## 練習題目
1. 從H.264/AVC解碼器論文頁中摘錄「標題: | H.264/AVC」至「profile H.264/AVC 解碼器從解碼流程分析、架構設計到模組實作的優化。」之間的文字，首尾皆含。
2. 依據H.264/AVC解碼器論文頁回答：
(a) 作者所屬的是哪個研究所？
(b) 公開日期是哪一年？
(c) 摘要中說SVC支援哪三方面的可調性？
3. 接著H.264/AVC解碼器論文頁的最後一句往下續寫。

## 所給原文
══════════════════════════════

標題: | H.264/AVC Scalable High Profile解碼器之設計與實作 Design and Implementation of H.264/AVC Scalable High Profile Decoder |
作者: | 陳宥辰 Chen, Yu-Chen 張添烜 Chang, Tian-Sheuan 電子研究所 |
關鍵字: | 影像壓縮;可調式影像解碼器;scalable video coding;inter-layer prediction;video coding |
公開日期: | 2010 |
摘要: | 隨著愈來愈先進的視訊標準,視訊裝置的應用也更趨廣泛。在這些標準之中,可調性影像編碼(SVC)不僅提供高規格的影像編碼,同時也支援了時間、品質、空間上的可調性。然而這些可調性在視訊晶片的設計上會造成解碼時間、記憶體頻寬、邏輯閘成本等額外的負擔。因此,本篇論文呈現了Scalable High profile H.264/AVC 解碼器從解碼流程分析、架構設計到模組實作的優化。

══════════════════════════════

(點位標註範例)
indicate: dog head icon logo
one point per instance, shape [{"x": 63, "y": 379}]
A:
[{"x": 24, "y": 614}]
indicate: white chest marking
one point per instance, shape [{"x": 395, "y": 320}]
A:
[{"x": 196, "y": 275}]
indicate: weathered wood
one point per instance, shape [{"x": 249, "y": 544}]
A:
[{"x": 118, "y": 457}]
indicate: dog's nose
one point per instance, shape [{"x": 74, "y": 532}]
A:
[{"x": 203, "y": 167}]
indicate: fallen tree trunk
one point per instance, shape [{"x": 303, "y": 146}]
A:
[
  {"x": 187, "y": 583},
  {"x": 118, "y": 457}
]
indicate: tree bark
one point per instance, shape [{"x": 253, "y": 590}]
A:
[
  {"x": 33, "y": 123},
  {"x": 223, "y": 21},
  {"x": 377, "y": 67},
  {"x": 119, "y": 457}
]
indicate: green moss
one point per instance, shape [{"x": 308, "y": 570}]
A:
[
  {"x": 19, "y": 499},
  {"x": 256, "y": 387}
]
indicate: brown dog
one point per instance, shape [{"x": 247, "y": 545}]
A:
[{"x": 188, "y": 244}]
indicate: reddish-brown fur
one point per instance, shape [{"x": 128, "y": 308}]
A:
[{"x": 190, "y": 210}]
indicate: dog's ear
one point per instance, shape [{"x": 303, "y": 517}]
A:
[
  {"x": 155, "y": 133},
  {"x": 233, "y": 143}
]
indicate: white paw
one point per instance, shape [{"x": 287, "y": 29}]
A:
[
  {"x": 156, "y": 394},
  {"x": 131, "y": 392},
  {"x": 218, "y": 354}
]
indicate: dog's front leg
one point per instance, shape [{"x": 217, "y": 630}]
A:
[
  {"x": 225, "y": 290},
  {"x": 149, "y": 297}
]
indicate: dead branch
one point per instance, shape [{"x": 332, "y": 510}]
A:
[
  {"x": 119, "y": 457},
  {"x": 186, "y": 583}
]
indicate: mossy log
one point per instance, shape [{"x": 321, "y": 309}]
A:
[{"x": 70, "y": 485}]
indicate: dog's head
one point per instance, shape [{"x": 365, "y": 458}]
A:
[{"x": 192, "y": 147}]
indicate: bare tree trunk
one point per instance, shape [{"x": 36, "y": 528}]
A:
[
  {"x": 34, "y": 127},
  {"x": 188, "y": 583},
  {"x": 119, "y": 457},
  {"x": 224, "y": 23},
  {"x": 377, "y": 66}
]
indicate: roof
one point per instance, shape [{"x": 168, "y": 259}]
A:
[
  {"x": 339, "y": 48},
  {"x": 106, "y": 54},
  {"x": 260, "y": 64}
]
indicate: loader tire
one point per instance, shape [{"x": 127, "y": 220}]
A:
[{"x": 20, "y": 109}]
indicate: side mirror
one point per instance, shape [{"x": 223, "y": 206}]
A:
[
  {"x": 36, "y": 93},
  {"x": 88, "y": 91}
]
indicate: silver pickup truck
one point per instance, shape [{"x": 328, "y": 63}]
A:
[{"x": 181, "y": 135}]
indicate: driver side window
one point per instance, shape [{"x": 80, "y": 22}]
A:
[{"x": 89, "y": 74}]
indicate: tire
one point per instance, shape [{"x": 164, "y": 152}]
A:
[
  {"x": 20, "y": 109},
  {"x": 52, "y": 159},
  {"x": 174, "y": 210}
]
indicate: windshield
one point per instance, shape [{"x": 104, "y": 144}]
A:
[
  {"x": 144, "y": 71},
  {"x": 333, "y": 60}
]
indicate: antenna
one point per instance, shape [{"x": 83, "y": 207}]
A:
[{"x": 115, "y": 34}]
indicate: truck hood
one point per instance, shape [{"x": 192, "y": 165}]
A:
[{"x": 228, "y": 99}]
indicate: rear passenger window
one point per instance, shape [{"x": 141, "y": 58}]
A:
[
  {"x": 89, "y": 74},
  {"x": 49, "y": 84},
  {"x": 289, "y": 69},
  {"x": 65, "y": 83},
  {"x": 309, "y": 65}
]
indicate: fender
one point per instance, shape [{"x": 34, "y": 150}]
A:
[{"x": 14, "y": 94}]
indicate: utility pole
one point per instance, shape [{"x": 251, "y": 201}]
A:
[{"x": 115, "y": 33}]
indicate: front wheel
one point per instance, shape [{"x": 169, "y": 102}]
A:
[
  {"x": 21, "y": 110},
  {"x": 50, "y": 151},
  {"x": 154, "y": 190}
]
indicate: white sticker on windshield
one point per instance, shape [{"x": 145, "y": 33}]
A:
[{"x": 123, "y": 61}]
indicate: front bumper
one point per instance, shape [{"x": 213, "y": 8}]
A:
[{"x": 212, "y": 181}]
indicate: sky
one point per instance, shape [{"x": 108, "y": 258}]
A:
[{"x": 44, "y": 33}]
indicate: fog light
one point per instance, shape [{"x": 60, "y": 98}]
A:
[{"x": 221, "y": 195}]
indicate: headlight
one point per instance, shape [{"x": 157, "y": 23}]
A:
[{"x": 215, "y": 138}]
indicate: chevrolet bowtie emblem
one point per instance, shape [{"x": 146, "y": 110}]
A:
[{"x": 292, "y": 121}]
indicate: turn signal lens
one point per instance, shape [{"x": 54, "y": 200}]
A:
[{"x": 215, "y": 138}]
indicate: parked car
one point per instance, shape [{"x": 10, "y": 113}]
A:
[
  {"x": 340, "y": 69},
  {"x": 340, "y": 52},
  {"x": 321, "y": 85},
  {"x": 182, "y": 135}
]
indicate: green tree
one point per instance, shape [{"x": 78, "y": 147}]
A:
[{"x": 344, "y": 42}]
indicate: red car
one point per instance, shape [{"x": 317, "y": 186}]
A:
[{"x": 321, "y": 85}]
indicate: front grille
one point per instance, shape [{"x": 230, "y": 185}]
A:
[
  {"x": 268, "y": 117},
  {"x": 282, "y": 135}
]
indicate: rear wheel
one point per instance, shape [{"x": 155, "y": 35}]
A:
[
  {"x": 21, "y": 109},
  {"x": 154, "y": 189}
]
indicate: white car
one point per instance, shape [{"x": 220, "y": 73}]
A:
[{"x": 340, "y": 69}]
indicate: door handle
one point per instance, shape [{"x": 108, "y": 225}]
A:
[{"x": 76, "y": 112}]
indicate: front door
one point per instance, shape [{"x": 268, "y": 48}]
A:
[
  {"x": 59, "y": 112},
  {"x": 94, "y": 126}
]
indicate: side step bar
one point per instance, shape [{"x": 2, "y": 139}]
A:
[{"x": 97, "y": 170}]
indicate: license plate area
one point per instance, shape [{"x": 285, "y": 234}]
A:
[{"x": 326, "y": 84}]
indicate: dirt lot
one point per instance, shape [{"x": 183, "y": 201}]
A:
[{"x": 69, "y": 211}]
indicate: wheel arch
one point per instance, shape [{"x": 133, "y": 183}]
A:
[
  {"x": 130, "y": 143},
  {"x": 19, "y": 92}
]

══════════════════════════════

## 參考答案
1.
標題: | H.264/AVC Scalable High Profile解碼器之設計與實作 Design and Implementation of H.264/AVC Scalable High Profile Decoder |
作者: | 陳宥辰 Chen, Yu-Chen 張添烜 Chang, Tian-Sheuan 電子研究所 |
關鍵字: | 影像壓縮;可調式影像解碼器;scalable video coding;inter-layer prediction;video coding |
公開日期: | 2010 |
摘要: | 隨著愈來愈先進的視訊標準,視訊裝置的應用也更趨廣泛。在這些標準之中,可調性影像編碼(SVC)不僅提供高規格的影像編碼,同時也支援了時間、品質、空間上的可調性。然而這些可調性在視訊晶片的設計上會造成解碼時間、記憶體頻寬、邏輯閘成本等額外的負擔。因此,本篇論文呈現了Scalable High profile H.264/AVC 解碼器從解碼流程分析、架構設計到模組實作的優化。

2.
(a) 電子研究所
(b) 2010年
(c) 時間、品質、空間

3.
在解碼流程上,本篇論文採取先前提出的畫面幀為基礎(frame-based)之空間層解碼,並提出一個可以在記憶體頻寬和巨圖塊的處理週期分別能達到71%和66%縮減的單次品質層解碼流程。對於在層間幀內預測的質地填充(texture padding)方面,我們提出了基本層級(BL-level)的填充流程並節省了層間幀內預測巨區塊26%的解碼時間。
在上述流程下,本解碼器採取四級管線架構設計來增加解碼速度。第一個管線級是由三品質層平行處理的熵解碼器(Entropy Decoder)和語法解析器(Syntax Parser)所組成。第二個管線級是由殘餘重建路徑、層間預測器、以及參考像素抓取單元所組成。本論文特別針對殘餘重建路徑進行優化,以解決由可調性所造成的額外複雜度。經由實驗結果,我們所提出的平行管線架構和暫存結果重複使用(temporal result reusing)方法相對於傳統方法能節省54%的邏輯閘。對於層間預測,我們提出中央化的累加器型層間對應結構、簡化的多相插值器以及有效率的移動向量向上取樣器來節省邏輯閘成本和解碼時間。第三個管線級是由動作補償和幀內預測器所組成。而第四個管線級是由去區塊濾波器和質地填充器所組成。為了有效存取外部記憶體,本篇論文使用了針對可調性解碼規格客製化的記憶體要求協定。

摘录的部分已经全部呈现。